United States of America, Plaintiff-appellant, v. Kathleen Harris, Defendant-appellee, 973 F.2d 333 (4th Cir. 1992)Annotate this Case
Argued June 4, 1992. Decided Aug. 19, 1992
Nina Swift Goodman, Criminal Div., U.S. Dept. of Justice, Washington, D.C., argued (William A. Kolibash, U.S. Atty., Michael D. Stein, Asst. U.S. Atty., Wheeling, W.Va., on brief), for plaintiff-appellant.
Dina Mattingly Mohler, Kay, Casto, Chaney, Love & Wise, Charleston, W.Va., argued, for defendant-appellee.
Before ERVIN, Chief Judge, and WIDENER and HAMILTON, Circuit Judges.
ERVIN, Chief Judge:
The government compelled Kathleen Harris, through a grant of use immunity, to testify about her role in Rubber Crafters, Inc.'s scheme to defraud the United States by supplying the Navy with defective lifeboats. The government then claimed that it independently discovered evidence that incriminated her in the scheme, and sought her indictment in the Northern District of West Virginia. The grand jury charged Harris with one count of conspiracy to defraud the United States by obtaining payment of false claims, in violation of 18 U.S.C. § 286; two counts of submission of false claims to the government, in violation of 18 U.S.C. § 287; 28 counts of mail fraud, in violation of 18 U.S.C. § 1341; and one count of perjury, in violation of 18 U.S.C. § 1623. Prior to trial, the district court dismissed all counts, with the exception of the perjury count, because it held that the government had not met its burden of showing that it discovered the evidence used against Harris independently of her immunized testimony, 780 F. Supp. 385. The government appeals this determination, and we affirm.

Source records:
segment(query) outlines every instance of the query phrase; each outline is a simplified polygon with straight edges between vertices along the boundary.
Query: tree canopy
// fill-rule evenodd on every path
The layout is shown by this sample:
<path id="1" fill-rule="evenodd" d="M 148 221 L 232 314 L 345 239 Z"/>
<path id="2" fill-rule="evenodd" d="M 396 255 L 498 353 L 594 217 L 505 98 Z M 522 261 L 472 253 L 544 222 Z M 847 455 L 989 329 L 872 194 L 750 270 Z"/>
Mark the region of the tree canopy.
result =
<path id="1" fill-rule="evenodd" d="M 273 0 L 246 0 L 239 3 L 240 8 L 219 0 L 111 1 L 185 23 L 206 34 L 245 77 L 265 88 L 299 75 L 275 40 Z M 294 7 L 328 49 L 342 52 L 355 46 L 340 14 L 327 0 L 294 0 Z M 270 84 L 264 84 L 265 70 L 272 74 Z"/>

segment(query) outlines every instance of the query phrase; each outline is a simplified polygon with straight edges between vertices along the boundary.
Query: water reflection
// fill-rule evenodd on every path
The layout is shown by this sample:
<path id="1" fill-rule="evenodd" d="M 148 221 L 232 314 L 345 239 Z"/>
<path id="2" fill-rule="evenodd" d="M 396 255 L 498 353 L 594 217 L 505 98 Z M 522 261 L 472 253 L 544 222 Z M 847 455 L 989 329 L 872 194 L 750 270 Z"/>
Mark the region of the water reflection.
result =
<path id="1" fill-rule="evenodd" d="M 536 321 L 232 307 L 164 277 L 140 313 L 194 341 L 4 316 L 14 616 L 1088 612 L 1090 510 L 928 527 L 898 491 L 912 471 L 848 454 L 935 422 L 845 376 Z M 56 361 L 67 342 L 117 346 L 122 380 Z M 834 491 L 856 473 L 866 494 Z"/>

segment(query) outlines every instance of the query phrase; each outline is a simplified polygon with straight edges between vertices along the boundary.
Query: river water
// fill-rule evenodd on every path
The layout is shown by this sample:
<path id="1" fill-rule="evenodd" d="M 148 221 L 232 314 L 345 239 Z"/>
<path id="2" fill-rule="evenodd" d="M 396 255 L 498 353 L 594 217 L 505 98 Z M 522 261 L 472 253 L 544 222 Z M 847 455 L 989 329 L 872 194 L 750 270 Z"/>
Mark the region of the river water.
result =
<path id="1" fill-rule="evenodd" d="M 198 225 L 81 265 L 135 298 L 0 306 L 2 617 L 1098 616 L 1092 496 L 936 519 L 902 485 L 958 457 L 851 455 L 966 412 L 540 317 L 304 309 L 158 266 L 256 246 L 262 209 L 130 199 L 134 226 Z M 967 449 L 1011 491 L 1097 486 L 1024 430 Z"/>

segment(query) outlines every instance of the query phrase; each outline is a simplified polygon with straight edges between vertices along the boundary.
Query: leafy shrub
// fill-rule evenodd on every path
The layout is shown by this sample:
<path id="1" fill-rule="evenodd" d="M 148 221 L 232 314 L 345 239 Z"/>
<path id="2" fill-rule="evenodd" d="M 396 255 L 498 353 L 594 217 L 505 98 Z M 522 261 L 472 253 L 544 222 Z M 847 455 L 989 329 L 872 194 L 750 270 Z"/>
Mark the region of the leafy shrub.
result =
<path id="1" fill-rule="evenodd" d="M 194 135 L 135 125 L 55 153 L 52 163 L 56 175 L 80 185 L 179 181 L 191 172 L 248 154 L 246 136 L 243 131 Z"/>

Requirement 1: Render the records as a Markdown table with the columns "Row" and "Line", starting at the first line of the records and ending at the line containing "536 321 L 232", both included. Omit blank lines.
Requirement 2: Write the next part of the appellate opinion on Kathleen Harris's immunized testimony, beginning after its final sentence.

Expected output 1:
| Row | Line |
|---|---|
| 1 | segment(query) outlines every instance of the query phrase; each outline is a simplified polygon with straight edges between vertices along the boundary. |
| 2 | Query: tree canopy |
| 3 | // fill-rule evenodd on every path |
| 4 | The layout is shown by this sample: |
| 5 | <path id="1" fill-rule="evenodd" d="M 148 221 L 232 314 L 345 239 Z"/> |
| 6 | <path id="2" fill-rule="evenodd" d="M 396 255 L 498 353 L 594 217 L 505 98 Z M 522 261 L 472 253 L 544 222 Z M 847 455 L 989 329 L 872 194 L 750 270 Z"/> |
| 7 | Mark the region of the tree canopy. |
| 8 | result = |
| 9 | <path id="1" fill-rule="evenodd" d="M 273 0 L 246 0 L 239 3 L 240 8 L 219 0 L 111 1 L 185 23 L 206 34 L 245 77 L 265 88 L 299 75 L 275 40 Z M 294 7 L 328 49 L 342 52 L 355 46 L 340 14 L 327 0 L 294 0 Z M 270 84 L 264 84 L 265 70 L 272 74 Z"/> |
| 10 | segment(query) outlines every instance of the query phrase; each outline is a simplified polygon with straight edges between vertices along the boundary. |
| 11 | Query: water reflection |
| 12 | // fill-rule evenodd on every path |
| 13 | The layout is shown by this sample: |
| 14 | <path id="1" fill-rule="evenodd" d="M 148 221 L 232 314 L 345 239 Z"/> |
| 15 | <path id="2" fill-rule="evenodd" d="M 396 255 L 498 353 L 594 217 L 505 98 Z M 522 261 L 472 253 L 544 222 Z M 847 455 L 989 329 L 872 194 L 750 270 Z"/> |
| 16 | Mark the region of the water reflection. |
| 17 | result = |
| 18 | <path id="1" fill-rule="evenodd" d="M 536 321 L 232 307 L 164 277 L 140 313 L 194 341 L 4 316 L 14 616 L 1088 612 L 1090 510 L 928 527 L 898 491 L 912 471 L 848 454 L 935 422 L 845 376 Z M 56 361 L 67 342 L 117 346 L 122 380 Z M 834 491 L 856 473 L 866 494 Z"/> |

Expected output 2:
Pursuant to valid search warrants, government agents searched Rubber Crafters' West Virginia facilities on August 8, 1988 and seized some 96 boxes of documents. During its search, the government seized documents located in Harris' office. Harris has been employed by Rubber Crafters for the past sixteen years, most recently as Quality Control Manager, responsible for supervision of testing, inspection, and packing of Rubber Crafters products. While she watched, the government seized, from her briefcase, a manila file folder with "KATHY HARRIS PERSONAL" printed horizontally in large upper case blue letters across its cover.
On March 22, 1989, the government entered into a one-page immunity agreement with Harris by which the government promised, in exchange for her full and truthful cooperation, "Nothing contained in any statement or testimony given by you pursuant to this agreement or any evidence developed therefrom, will be used against you directly or indirectly in any criminal proceedings." J.A. 79.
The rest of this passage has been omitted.